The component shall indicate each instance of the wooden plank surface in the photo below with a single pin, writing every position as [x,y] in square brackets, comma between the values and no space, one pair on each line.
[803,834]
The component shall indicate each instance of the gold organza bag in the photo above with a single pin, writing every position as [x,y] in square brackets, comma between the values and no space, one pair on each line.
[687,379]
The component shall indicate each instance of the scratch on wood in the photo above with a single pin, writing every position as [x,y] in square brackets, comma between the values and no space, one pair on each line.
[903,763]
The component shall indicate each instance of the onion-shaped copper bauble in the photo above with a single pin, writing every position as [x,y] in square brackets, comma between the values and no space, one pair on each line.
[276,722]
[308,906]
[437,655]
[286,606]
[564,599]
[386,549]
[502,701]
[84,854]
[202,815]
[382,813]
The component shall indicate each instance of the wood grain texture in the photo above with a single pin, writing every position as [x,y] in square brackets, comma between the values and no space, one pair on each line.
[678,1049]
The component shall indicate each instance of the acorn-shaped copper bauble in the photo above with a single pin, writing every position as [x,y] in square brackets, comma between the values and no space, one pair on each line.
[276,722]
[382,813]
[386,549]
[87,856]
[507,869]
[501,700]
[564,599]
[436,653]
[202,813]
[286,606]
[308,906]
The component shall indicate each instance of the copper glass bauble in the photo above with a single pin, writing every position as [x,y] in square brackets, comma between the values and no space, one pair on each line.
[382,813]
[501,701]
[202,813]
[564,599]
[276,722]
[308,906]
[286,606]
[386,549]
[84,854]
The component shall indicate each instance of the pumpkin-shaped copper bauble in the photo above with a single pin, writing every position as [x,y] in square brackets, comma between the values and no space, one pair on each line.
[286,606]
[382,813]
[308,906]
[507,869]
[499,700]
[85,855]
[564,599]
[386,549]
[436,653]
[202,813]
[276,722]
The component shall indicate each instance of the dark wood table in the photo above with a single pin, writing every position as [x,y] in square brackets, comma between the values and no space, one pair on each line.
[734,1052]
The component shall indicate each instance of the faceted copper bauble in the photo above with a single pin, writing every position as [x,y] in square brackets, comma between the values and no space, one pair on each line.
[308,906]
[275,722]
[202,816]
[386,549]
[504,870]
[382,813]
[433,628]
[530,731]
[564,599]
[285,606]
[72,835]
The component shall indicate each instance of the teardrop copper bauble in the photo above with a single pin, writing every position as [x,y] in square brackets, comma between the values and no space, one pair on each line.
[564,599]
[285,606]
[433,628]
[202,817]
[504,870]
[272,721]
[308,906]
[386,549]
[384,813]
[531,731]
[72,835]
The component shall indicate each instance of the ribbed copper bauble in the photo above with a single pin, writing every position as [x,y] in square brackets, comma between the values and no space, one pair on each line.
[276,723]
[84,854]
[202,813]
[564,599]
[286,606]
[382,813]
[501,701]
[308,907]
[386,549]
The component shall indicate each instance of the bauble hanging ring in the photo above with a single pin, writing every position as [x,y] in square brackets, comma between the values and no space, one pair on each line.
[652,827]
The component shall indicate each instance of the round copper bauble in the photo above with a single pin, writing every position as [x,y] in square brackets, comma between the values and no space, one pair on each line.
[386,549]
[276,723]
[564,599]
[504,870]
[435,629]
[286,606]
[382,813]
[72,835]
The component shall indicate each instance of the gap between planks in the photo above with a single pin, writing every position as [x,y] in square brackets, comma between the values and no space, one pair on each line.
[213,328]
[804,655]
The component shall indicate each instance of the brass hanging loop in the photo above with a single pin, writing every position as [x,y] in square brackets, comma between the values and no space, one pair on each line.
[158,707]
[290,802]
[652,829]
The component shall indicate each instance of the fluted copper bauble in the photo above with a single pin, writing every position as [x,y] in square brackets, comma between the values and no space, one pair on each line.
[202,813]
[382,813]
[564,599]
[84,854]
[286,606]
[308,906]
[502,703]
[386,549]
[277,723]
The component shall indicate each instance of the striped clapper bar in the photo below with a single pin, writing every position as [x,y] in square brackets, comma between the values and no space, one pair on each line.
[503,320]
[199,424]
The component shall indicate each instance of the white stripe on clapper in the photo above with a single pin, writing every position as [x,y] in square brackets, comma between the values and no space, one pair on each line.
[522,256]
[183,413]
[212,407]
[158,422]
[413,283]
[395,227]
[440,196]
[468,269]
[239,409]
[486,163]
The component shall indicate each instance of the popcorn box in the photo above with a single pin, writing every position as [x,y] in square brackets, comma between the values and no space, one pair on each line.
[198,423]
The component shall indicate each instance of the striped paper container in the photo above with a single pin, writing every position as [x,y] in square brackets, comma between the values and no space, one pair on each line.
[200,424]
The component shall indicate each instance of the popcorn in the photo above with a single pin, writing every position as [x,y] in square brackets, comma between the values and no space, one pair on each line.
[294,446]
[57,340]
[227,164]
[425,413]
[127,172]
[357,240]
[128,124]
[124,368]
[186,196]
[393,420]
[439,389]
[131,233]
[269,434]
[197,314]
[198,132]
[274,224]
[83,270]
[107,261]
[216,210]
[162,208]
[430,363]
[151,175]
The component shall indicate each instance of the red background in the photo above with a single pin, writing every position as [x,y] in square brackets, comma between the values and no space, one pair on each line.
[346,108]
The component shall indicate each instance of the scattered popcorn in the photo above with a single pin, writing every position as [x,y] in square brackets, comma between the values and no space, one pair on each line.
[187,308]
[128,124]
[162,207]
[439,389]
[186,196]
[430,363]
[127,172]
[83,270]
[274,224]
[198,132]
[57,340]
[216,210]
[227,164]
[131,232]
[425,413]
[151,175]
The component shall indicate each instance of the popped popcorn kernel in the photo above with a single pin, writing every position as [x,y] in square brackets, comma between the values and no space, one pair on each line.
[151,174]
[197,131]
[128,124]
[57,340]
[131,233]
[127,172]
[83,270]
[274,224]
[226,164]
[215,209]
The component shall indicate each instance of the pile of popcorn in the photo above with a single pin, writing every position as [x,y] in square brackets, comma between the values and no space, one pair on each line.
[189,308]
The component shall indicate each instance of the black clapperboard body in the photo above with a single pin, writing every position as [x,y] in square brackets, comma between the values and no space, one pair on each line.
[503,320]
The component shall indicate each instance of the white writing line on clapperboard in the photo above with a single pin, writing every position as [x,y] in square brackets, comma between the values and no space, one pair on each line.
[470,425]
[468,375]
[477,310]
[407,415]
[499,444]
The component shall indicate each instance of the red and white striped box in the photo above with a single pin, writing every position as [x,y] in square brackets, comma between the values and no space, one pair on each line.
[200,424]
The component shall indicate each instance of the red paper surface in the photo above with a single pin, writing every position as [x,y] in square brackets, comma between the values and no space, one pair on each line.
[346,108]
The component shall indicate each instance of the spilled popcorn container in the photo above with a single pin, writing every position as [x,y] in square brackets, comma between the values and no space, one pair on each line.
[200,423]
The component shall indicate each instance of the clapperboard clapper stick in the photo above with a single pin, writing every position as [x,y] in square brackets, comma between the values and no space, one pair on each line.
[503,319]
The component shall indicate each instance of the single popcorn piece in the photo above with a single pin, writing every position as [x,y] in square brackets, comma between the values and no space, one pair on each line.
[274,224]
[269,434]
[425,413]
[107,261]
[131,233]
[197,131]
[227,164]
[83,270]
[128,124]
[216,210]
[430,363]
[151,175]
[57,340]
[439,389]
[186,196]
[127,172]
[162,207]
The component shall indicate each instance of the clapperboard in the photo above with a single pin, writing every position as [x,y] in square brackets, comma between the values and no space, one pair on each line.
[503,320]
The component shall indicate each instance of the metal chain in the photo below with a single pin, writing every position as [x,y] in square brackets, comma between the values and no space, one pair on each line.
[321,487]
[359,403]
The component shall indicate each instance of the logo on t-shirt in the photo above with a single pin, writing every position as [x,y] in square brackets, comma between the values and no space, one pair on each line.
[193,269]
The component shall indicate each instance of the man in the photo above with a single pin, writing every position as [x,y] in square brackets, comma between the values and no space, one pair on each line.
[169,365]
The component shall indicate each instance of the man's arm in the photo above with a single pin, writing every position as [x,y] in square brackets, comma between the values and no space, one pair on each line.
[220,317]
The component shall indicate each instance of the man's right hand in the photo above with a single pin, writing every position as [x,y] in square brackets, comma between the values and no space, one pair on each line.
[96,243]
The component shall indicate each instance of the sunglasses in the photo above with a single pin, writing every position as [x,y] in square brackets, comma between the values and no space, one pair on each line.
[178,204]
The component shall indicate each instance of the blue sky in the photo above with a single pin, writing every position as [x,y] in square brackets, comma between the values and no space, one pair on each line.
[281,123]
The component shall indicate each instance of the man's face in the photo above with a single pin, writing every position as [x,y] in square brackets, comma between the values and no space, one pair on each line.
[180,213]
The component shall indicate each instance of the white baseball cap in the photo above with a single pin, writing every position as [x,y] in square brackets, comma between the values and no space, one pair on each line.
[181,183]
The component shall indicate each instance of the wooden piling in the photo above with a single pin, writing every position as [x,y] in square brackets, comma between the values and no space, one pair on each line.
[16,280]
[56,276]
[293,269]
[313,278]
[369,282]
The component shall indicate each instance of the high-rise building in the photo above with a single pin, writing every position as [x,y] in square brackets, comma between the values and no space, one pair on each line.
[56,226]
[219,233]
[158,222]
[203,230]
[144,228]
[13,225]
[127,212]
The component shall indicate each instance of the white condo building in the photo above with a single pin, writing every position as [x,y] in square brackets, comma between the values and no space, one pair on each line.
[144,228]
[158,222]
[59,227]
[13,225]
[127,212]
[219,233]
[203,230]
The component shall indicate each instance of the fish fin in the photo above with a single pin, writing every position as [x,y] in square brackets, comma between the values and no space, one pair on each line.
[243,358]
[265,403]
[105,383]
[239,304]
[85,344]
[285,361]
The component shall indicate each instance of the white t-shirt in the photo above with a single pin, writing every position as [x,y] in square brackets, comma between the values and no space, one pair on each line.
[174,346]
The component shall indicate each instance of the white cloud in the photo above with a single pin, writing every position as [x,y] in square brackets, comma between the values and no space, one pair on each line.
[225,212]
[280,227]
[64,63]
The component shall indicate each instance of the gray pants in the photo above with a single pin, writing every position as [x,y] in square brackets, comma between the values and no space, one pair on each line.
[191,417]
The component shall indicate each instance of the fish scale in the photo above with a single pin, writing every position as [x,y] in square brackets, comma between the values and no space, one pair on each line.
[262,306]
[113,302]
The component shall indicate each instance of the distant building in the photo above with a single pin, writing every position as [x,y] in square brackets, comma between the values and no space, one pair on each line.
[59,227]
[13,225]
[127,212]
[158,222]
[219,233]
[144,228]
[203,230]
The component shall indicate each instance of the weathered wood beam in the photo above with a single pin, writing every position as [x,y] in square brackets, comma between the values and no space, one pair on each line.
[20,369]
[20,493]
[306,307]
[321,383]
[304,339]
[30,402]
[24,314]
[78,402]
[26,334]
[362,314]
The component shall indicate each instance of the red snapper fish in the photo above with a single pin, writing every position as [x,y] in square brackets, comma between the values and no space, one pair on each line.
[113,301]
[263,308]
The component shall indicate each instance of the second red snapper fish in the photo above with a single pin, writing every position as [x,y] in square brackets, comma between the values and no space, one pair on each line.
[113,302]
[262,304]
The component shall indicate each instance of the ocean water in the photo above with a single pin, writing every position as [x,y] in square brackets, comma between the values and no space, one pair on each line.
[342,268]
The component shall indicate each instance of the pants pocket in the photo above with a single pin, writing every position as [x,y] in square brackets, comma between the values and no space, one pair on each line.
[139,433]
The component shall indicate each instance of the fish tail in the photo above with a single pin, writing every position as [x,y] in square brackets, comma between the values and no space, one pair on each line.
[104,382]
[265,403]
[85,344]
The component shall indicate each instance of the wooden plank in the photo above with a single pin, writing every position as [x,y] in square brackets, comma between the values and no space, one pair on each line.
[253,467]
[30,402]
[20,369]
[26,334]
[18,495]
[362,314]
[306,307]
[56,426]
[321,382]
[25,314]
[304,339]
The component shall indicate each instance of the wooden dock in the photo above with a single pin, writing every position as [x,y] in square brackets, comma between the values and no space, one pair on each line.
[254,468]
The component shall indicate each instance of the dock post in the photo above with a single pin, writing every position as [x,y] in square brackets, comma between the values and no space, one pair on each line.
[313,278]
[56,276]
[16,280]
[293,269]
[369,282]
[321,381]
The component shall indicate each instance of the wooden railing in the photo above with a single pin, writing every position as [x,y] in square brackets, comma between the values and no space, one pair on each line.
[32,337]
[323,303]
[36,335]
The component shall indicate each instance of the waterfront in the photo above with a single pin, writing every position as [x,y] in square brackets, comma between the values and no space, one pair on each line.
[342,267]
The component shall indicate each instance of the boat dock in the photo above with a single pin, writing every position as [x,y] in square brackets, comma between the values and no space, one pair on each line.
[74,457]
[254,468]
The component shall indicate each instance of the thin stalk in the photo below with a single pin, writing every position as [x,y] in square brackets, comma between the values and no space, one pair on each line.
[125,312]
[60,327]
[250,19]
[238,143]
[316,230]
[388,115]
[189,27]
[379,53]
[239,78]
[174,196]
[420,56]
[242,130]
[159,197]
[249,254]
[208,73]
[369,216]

> _Written task_: Could you rescale the rows, starting at the line that contains "The component shall indicate each instance of the boat" and continuing through the last row, by giving those lines again, requests included, with each pin coordinate in the answers multiplied by 0.7 and rounded to a whole number, halves up?

> _The answer_:
The component shall indicate each instance of the boat dock in the photo above with a single pin, writing every position as [x,y] in square brackets, comma between the values and no space, one pair on each line.
[52,320]
[178,328]
The component shall indicate each instance of the thin stalk in the photo below with a single pin, writing every position as [x,y] in square brackets, comma between the values and no space, one pair on each line.
[88,218]
[42,229]
[175,13]
[167,100]
[221,161]
[272,81]
[132,19]
[265,37]
[167,55]
[122,137]
[294,39]
[169,91]
[111,138]
[174,178]
[146,51]
[258,151]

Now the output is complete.